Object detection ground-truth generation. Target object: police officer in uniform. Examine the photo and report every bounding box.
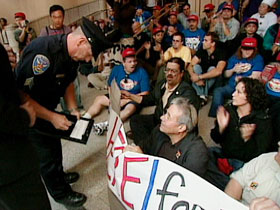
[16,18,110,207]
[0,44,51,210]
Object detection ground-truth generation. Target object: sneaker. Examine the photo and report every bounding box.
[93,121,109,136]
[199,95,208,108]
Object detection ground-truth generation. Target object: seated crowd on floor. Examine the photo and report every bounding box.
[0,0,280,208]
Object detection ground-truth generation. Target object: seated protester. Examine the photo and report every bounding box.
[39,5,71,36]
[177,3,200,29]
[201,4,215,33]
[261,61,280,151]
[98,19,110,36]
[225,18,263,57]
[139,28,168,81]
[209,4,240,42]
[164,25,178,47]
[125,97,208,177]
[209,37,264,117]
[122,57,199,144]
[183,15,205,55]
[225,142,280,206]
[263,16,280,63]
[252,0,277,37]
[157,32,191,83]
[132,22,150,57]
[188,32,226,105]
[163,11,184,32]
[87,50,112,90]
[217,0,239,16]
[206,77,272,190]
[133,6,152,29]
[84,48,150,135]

* * *

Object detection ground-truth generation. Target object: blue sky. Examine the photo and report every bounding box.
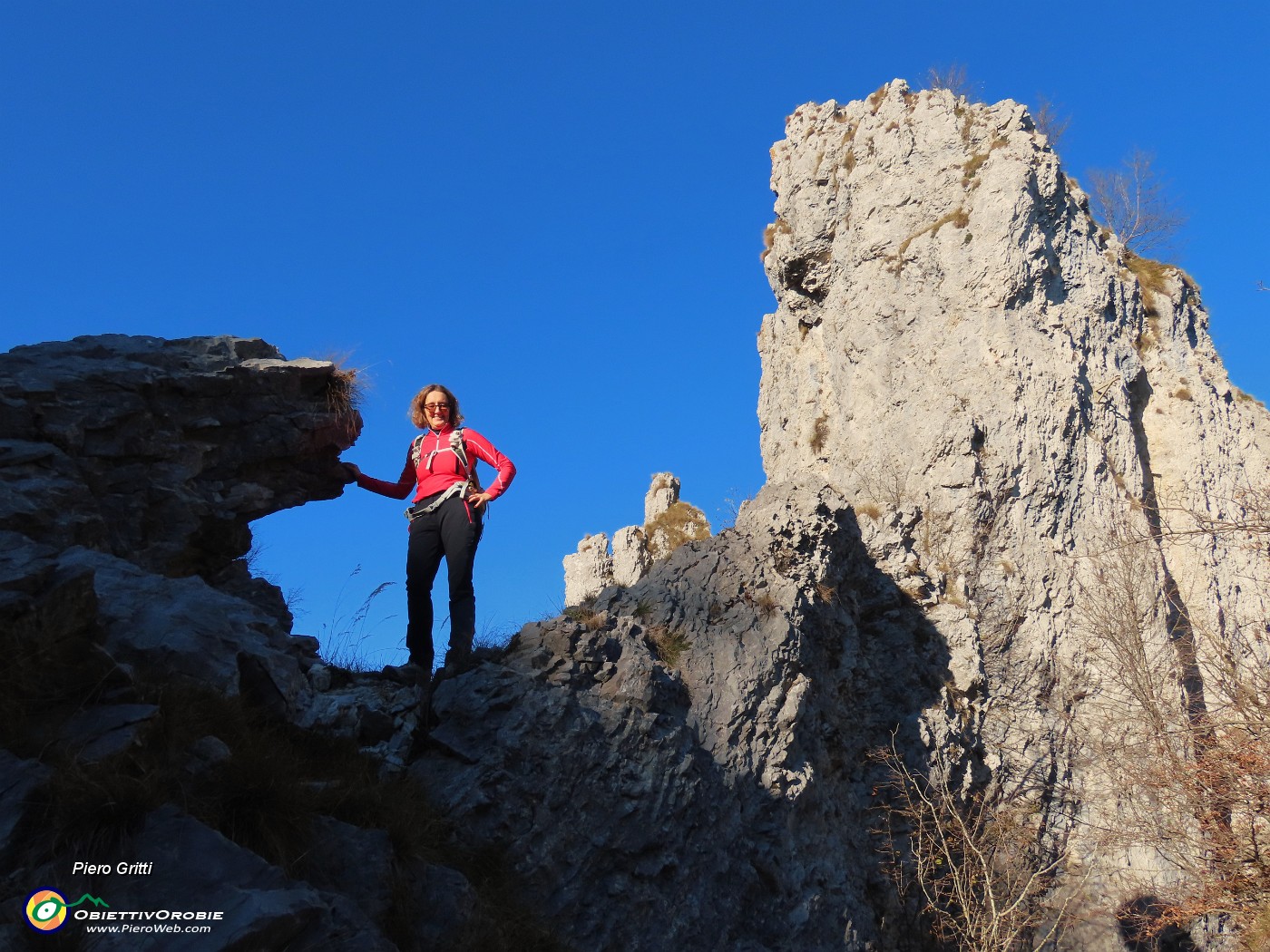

* * *

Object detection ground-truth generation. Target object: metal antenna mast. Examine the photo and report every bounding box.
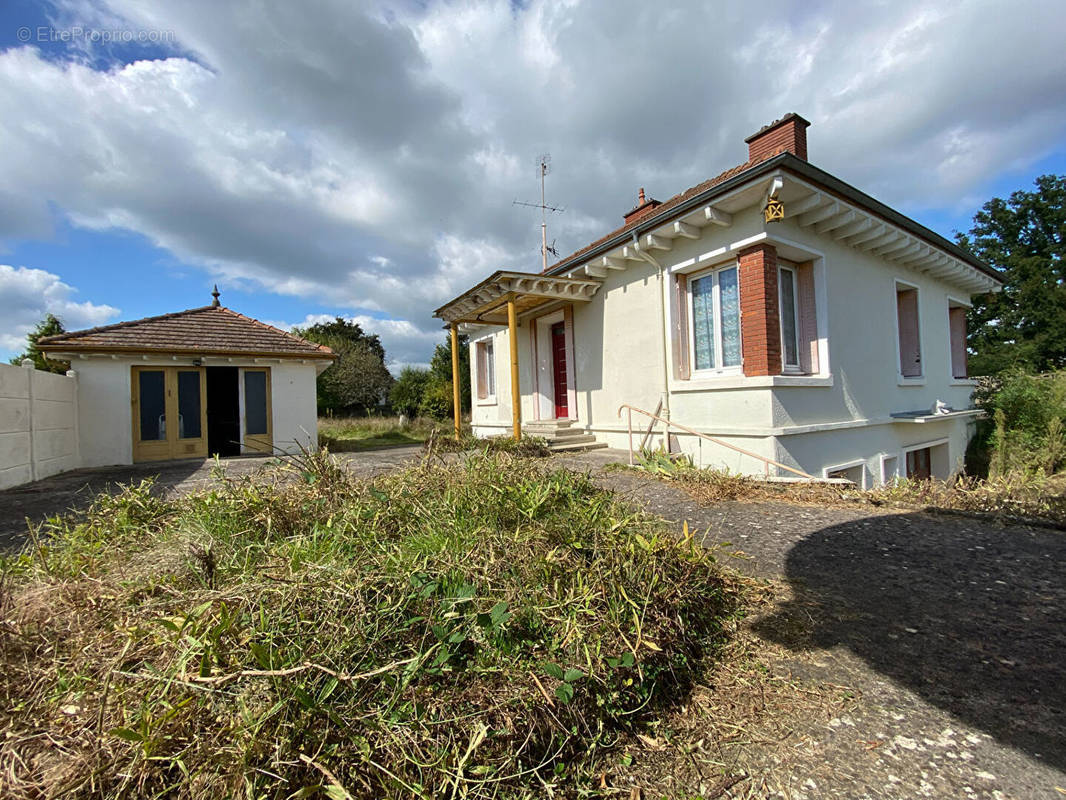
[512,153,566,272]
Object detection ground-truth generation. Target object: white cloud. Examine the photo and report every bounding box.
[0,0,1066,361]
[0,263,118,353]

→ **Requirements**: Convert the lines from the one containing "Target object: sneaker." through the one containing "[0,0,280,208]", both included, into a JSON list of strings with one string per line. Leave out blank lines.

→ **Correct answer**:
[
  "Object detection ground-truth generation. Target object: sneaker. Examine the photo and report every bounding box.",
  "[93,121,109,136]",
  "[199,95,208,108]",
  "Object detection ground-truth generation. Target object: seated crowd on floor. Examine the photo and report every bounding box.",
  "[0,0,280,208]"
]